:: Given instruction ::
Pick out every line of the material below that contains the string "background" and copy each one in full. Case counts.

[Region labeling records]
>> Start

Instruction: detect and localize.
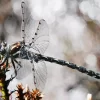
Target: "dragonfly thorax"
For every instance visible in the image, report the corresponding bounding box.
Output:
[10,42,21,54]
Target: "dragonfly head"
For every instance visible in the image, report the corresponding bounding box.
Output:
[0,42,7,55]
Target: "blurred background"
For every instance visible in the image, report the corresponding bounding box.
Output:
[0,0,100,100]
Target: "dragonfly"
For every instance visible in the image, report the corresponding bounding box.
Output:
[0,2,100,94]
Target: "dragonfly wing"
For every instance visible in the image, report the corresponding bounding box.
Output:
[33,61,47,91]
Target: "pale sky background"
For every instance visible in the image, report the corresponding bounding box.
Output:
[0,0,100,100]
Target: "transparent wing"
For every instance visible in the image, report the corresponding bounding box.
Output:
[14,0,49,90]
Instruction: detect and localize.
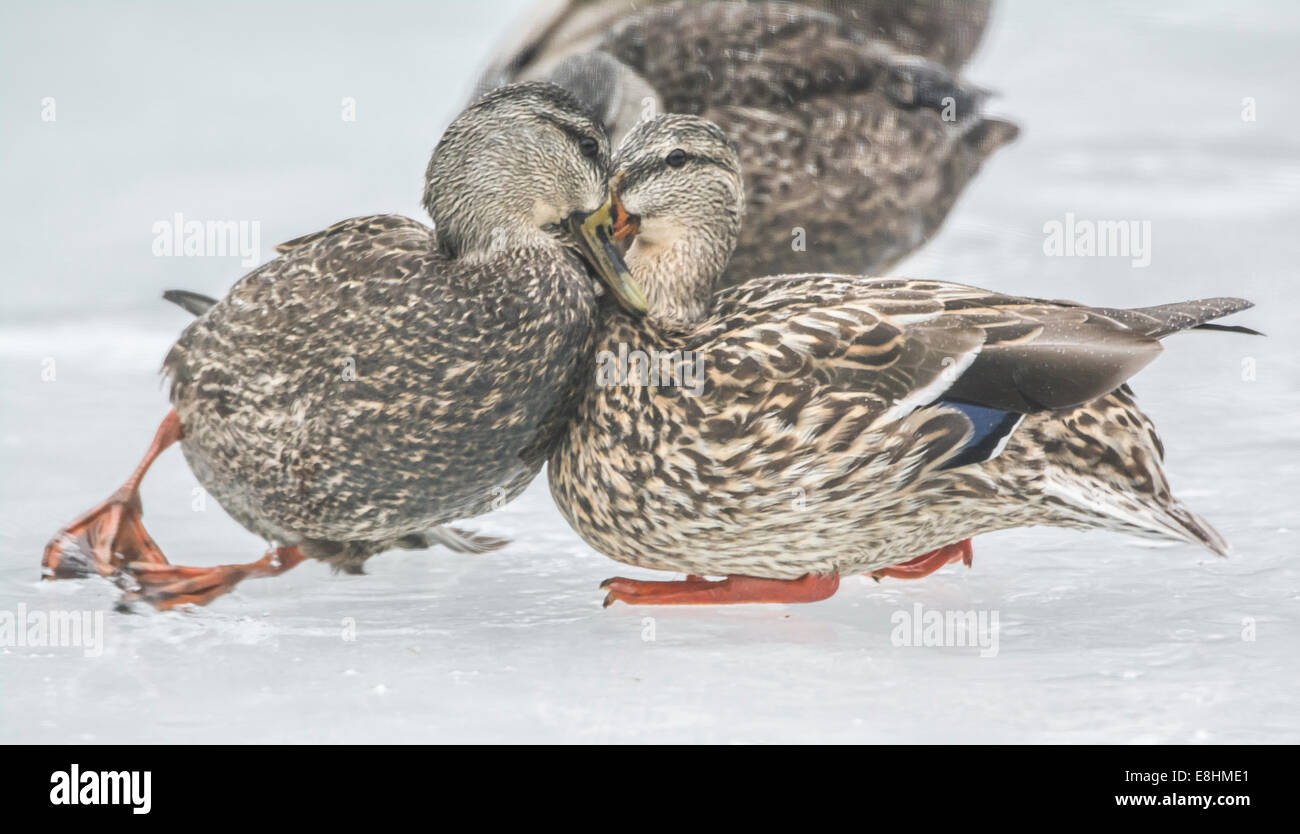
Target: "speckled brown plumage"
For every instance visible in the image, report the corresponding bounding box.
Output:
[165,84,608,570]
[485,3,1018,287]
[549,117,1249,579]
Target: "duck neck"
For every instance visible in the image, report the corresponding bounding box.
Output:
[625,228,731,330]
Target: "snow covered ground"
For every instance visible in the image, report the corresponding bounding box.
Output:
[0,0,1300,743]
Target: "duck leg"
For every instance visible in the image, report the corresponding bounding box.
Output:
[40,409,181,579]
[871,539,975,582]
[601,573,840,608]
[122,547,307,611]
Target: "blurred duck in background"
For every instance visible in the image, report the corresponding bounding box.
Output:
[547,116,1255,604]
[478,0,1018,288]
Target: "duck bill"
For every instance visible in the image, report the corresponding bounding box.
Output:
[568,200,650,313]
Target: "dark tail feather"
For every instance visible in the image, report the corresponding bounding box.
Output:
[1128,297,1262,339]
[163,290,217,316]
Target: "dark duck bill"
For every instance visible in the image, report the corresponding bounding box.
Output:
[568,200,650,313]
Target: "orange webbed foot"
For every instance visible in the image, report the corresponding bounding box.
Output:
[601,573,840,608]
[122,547,306,611]
[40,411,181,579]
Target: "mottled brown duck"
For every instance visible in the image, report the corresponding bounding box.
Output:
[43,83,644,608]
[549,116,1253,604]
[482,0,1018,287]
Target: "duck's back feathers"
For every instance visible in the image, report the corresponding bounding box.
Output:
[697,275,1251,413]
[489,0,1018,287]
[164,210,595,564]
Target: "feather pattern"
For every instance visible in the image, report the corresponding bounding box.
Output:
[482,0,1018,286]
[164,84,608,572]
[547,116,1251,579]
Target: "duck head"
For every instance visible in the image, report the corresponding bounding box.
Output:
[610,114,745,327]
[424,83,646,312]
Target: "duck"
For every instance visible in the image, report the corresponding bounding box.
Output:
[43,82,645,609]
[547,114,1256,605]
[477,0,1019,288]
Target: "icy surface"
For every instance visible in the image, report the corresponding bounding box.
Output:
[0,1,1300,743]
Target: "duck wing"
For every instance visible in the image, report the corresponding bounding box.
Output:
[690,275,1251,417]
[478,3,1018,287]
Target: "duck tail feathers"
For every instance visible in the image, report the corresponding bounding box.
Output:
[163,290,217,316]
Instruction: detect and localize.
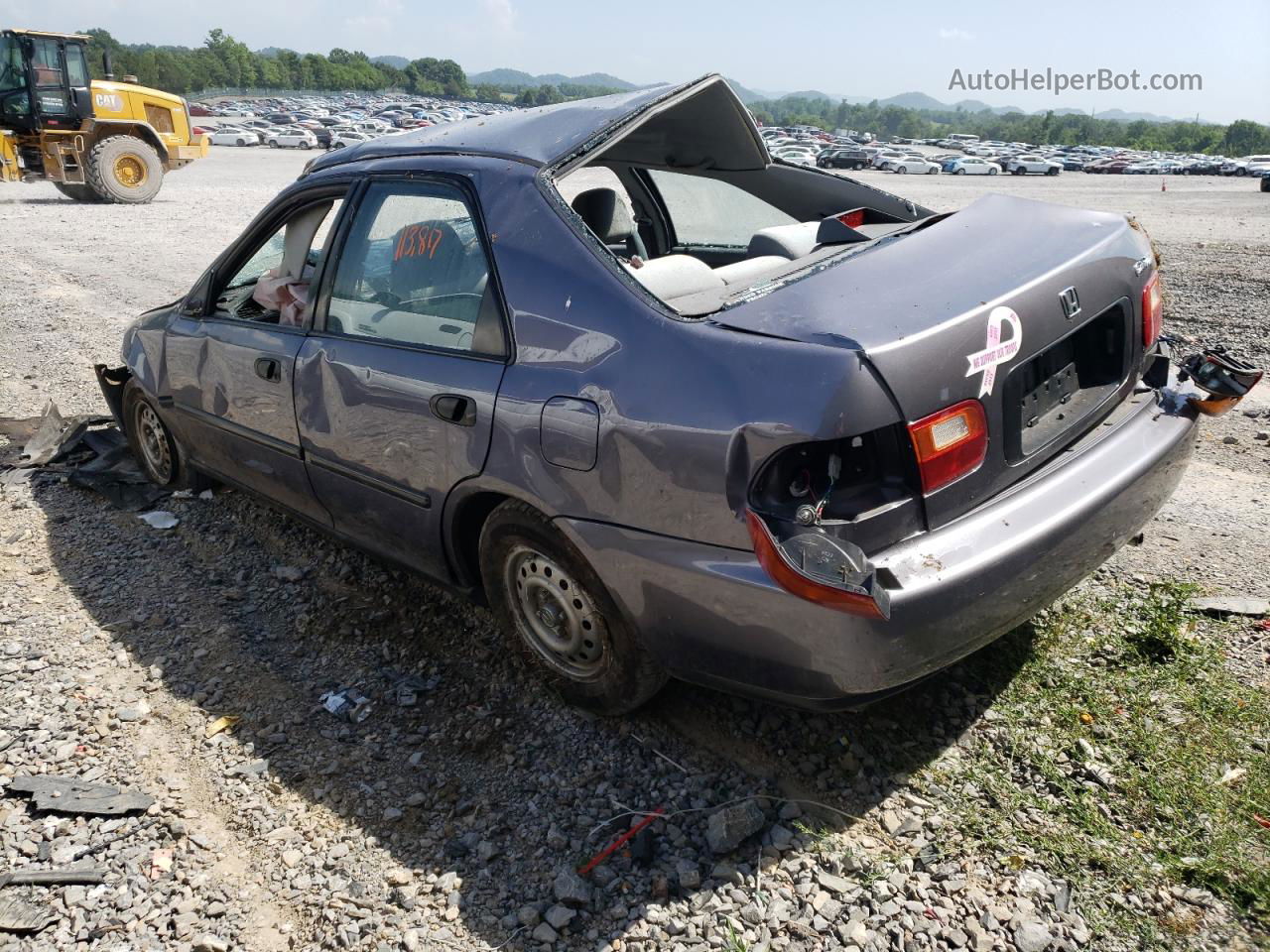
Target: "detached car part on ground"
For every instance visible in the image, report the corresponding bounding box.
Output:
[101,76,1247,712]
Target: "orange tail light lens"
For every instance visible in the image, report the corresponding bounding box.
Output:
[745,509,890,620]
[1142,272,1165,348]
[908,400,988,495]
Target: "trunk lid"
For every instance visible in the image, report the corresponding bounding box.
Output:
[712,194,1151,527]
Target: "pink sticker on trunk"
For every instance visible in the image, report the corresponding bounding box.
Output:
[965,307,1024,396]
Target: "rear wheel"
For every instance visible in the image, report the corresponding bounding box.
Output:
[123,381,212,491]
[54,181,101,202]
[480,502,667,715]
[87,136,163,204]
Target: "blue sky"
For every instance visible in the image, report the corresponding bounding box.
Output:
[0,0,1270,122]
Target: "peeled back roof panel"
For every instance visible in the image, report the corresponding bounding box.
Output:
[310,76,766,172]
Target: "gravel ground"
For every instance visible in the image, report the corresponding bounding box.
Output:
[0,150,1270,952]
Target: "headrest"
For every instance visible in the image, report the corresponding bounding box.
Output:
[747,221,821,262]
[572,187,635,245]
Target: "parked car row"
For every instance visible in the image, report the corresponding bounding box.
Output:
[191,94,514,149]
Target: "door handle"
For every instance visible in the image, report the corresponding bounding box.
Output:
[428,394,476,426]
[255,357,282,384]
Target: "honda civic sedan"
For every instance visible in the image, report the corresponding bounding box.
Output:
[99,76,1197,713]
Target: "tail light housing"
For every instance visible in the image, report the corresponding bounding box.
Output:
[908,400,988,495]
[1142,272,1165,349]
[745,509,890,620]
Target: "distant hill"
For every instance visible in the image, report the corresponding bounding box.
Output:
[781,89,833,100]
[724,76,767,105]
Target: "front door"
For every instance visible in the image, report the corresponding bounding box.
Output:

>> End

:: Answer to this task ::
Target: "blurred background"
Target: "pale sky background"
Target: "blurred duck in background"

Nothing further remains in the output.